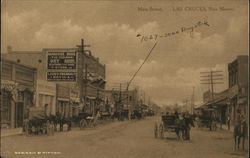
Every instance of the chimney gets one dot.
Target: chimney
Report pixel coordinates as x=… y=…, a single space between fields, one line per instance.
x=9 y=49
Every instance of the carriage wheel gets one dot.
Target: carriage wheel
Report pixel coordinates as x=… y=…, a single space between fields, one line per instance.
x=156 y=130
x=83 y=124
x=161 y=130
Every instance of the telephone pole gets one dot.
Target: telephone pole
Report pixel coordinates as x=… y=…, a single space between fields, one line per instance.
x=81 y=61
x=211 y=78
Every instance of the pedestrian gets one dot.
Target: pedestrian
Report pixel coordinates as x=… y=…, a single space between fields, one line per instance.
x=228 y=121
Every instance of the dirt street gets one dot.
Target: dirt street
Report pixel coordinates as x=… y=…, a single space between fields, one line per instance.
x=127 y=139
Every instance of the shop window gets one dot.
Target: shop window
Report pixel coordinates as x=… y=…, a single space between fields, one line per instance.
x=5 y=106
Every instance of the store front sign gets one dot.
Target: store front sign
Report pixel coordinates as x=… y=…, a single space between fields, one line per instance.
x=233 y=91
x=61 y=65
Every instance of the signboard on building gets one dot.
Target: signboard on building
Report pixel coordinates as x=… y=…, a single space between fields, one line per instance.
x=61 y=60
x=61 y=76
x=61 y=65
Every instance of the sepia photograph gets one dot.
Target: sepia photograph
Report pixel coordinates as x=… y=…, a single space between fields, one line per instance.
x=124 y=79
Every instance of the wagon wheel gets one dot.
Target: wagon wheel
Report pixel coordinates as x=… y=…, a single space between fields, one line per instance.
x=83 y=124
x=161 y=130
x=156 y=130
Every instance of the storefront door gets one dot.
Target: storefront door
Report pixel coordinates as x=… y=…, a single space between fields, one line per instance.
x=19 y=114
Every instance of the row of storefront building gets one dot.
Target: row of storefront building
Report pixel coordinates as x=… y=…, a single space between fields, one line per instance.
■ ■ ■ ■ ■ ■ ■
**TASK OBJECTIVE**
Output all of the records exactly as they appear above, but not the pictures.

**EXERCISE RESPONSE**
Every instance of the chimney gets one dot.
Target: chimney
Report pixel coordinates as x=… y=…, a single space between fields, one line per instance.
x=9 y=49
Every instance of the carriage wheel gets one dot.
Target: carriage wheel
Report pixel coordinates as x=… y=…, a single space between fields, one line per instance.
x=156 y=130
x=83 y=124
x=161 y=130
Every instance of the telephone pole gets one dot.
Target: telephone pole
Report pixel coordinates as x=… y=…, a single space between fields, one line per instance.
x=81 y=61
x=211 y=78
Every instance of the pedestrian gets one dot.
Target: pedestrian
Report pixel coordinates as x=… y=…, a single space between fields, one line per instance.
x=228 y=121
Every instance of the dirt street gets one dot.
Target: dirt street
Report pixel coordinates as x=… y=…, a single space between fields, one line per instance.
x=127 y=139
Every instance of the shop window gets one dot.
Target: shop window
Report pixel coordinates as x=… y=…, a single space between fields, one line per instance.
x=5 y=106
Every instance of the store front sign gets one dot.
Target: store front sign
Report pixel coordinates as x=… y=…, a single space between fields, one line per instance.
x=233 y=91
x=61 y=65
Every instance of the signboard on building gets one dot.
Target: signboard on building
Report pixel coordinates as x=… y=…, a single space between fields, one line per instance.
x=61 y=60
x=61 y=76
x=61 y=65
Every instance of the sepia photograph gets one dot.
Target: sepia photograph
Report pixel coordinates as x=… y=…, a single space between fields, one line per instance.
x=124 y=79
Every instance of the wagon wheel gets one dot.
Target: wagon wheel
Report pixel coordinates as x=… y=…, a single space between fields, one line per instance.
x=83 y=124
x=161 y=130
x=156 y=130
Every instance of the storefront door gets one dot.
Target: storefront door
Report pixel coordinates as x=… y=…, a single space between fields, one line per instance.
x=19 y=114
Every instance of the row of storefront building gets one dot.
Target: row of storefront building
Report pixel coordinates as x=… y=…, a single space between fields, one line per instance.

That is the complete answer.